(Coordinate labeling data)
-- Begin --

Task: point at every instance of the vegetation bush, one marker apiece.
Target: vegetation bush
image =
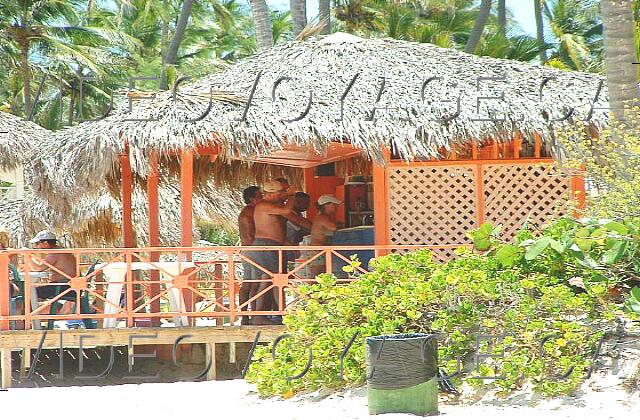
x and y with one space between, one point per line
546 295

-- End --

(Task prompt) Write out all of the lines above again in full, adding 69 to each coordinate in the answers. Leave the pictures out.

(Task response)
Task: point at every instance of the vegetation bush, one marker apiece.
Target: vegetation bush
image =
x and y with one space between, one point per line
615 364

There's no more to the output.